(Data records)
* Start *

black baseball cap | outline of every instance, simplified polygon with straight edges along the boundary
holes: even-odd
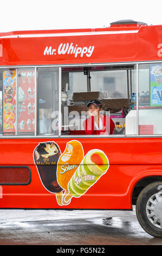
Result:
[[[87,105],[87,107],[89,107],[90,104],[92,103],[95,105],[97,107],[99,107],[100,108],[102,107],[102,104],[101,103],[100,101],[97,100],[93,100],[89,101],[89,102],[88,102]]]

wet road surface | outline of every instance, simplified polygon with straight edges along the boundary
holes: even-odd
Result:
[[[161,245],[132,211],[0,209],[0,245]]]

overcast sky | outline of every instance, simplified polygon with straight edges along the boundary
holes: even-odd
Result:
[[[1,0],[0,32],[99,28],[131,19],[162,24],[162,1]]]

* End *

▶ [STATED PROBLEM]:
Arrange every line of the data above as a JSON list of strings, one string per line, skipping blank lines and leaving out the pictures.

▶ [COMPLETE RESPONSE]:
[
  "black baseball cap | outline of every instance, simplified polygon with straight edges along the boundary",
  "holes: even-odd",
  "Result:",
  "[[[87,105],[87,107],[89,107],[90,104],[92,103],[95,105],[97,107],[99,107],[100,108],[102,107],[102,104],[101,103],[100,101],[97,100],[93,100],[89,101],[89,102],[88,102]]]",
  "wet road surface | outline of every instance, simplified polygon with straight edges along the boundary",
  "holes: even-odd",
  "Result:",
  "[[[161,245],[132,211],[0,209],[0,245]]]",
  "overcast sky | outline of every instance, simplified polygon with straight edges along the boundary",
  "holes: even-odd",
  "Result:",
  "[[[1,0],[0,32],[99,28],[131,19],[162,24],[162,1]]]"
]